● **REQUIRED ACTION**
Once you find the line with "Target: ceiling fan light kit" in the entries below, return exactly every line from it through the line with "fan blade in".

● **PROVIDED RECORDS**
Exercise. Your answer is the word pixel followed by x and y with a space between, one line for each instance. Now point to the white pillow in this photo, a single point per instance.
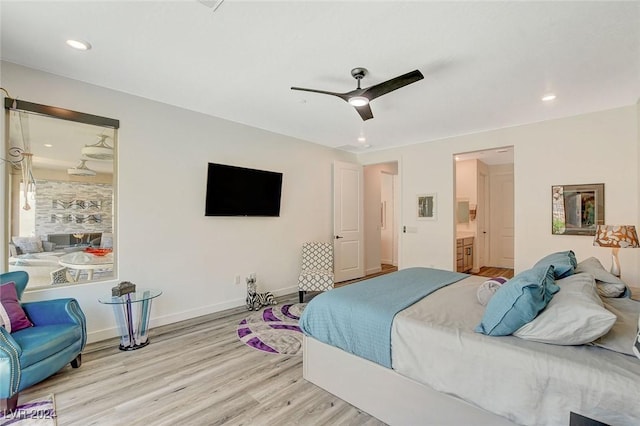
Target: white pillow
pixel 607 284
pixel 574 316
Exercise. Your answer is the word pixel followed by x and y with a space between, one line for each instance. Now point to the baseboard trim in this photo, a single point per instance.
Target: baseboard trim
pixel 373 270
pixel 111 332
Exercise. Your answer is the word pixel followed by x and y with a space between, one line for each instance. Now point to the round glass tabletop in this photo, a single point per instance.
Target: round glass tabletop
pixel 139 295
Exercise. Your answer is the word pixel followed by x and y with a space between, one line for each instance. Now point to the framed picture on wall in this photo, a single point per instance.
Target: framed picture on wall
pixel 577 209
pixel 426 206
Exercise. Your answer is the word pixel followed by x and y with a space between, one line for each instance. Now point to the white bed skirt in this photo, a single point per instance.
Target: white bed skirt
pixel 385 394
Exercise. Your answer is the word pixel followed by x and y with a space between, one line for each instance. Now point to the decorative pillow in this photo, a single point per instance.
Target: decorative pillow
pixel 608 285
pixel 12 316
pixel 563 262
pixel 518 301
pixel 488 288
pixel 574 316
pixel 622 336
pixel 48 246
pixel 28 244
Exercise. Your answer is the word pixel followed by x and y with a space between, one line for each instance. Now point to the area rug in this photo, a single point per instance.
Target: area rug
pixel 274 330
pixel 41 412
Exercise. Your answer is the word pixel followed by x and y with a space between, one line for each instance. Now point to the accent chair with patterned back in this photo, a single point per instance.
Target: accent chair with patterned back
pixel 317 268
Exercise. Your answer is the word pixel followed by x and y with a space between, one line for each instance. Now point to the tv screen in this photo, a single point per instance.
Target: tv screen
pixel 238 191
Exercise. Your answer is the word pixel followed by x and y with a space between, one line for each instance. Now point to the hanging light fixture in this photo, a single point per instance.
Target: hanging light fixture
pixel 100 150
pixel 81 170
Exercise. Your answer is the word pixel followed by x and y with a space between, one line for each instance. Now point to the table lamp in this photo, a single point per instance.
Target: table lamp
pixel 616 237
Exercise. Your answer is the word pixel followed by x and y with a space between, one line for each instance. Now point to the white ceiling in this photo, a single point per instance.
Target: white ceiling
pixel 486 64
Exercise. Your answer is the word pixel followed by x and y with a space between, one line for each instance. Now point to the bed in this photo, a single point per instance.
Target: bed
pixel 443 372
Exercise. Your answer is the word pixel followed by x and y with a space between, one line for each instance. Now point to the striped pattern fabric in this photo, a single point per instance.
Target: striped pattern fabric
pixel 317 267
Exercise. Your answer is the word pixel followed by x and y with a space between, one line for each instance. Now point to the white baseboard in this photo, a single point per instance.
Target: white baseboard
pixel 373 270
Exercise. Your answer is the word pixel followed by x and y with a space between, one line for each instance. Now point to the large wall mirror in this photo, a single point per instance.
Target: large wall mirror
pixel 61 200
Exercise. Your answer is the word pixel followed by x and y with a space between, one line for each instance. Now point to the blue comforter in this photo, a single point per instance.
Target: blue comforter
pixel 357 318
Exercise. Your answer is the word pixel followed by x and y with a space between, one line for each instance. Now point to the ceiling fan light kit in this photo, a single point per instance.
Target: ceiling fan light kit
pixel 81 170
pixel 360 98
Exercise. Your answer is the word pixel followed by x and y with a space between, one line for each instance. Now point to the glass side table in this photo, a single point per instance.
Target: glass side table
pixel 132 312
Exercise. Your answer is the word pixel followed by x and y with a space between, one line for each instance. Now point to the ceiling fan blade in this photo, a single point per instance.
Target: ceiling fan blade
pixel 365 112
pixel 390 85
pixel 344 96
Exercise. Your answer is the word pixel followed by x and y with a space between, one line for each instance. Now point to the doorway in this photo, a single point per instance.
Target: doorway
pixel 484 213
pixel 381 206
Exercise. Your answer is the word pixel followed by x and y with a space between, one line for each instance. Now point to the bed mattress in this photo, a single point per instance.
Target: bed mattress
pixel 530 383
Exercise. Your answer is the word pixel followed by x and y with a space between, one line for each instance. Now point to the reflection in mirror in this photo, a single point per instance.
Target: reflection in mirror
pixel 577 209
pixel 61 199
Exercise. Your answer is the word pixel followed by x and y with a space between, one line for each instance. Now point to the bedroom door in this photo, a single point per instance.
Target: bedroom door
pixel 502 219
pixel 348 220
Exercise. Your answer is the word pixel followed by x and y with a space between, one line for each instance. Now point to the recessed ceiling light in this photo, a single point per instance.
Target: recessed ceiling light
pixel 79 44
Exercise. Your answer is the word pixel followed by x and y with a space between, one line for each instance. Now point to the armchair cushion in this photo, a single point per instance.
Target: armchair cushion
pixel 12 316
pixel 44 341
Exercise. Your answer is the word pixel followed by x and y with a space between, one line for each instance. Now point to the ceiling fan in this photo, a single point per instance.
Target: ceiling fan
pixel 360 98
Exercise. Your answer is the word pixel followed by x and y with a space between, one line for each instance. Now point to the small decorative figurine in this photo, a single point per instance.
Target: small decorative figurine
pixel 257 300
pixel 123 288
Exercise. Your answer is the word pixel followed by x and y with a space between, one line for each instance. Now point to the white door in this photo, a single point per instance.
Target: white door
pixel 502 217
pixel 482 215
pixel 348 220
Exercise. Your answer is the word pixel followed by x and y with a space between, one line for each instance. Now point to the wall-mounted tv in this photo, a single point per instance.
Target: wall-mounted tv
pixel 239 191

● **FINISHED EXERCISE**
Target: ceiling fan light kit
pixel 81 170
pixel 360 98
Exercise. Your answer is the word pixel followed by x and y with a space between, one line for each instance. Now point to the glass side table in this photo, a single point per instance.
Target: glass side table
pixel 132 312
Exercise. Your answer is the word pixel followed by x and y with a space between, one line for each instance. Now point to the ceiling fan blade in this photo, a single point per instance.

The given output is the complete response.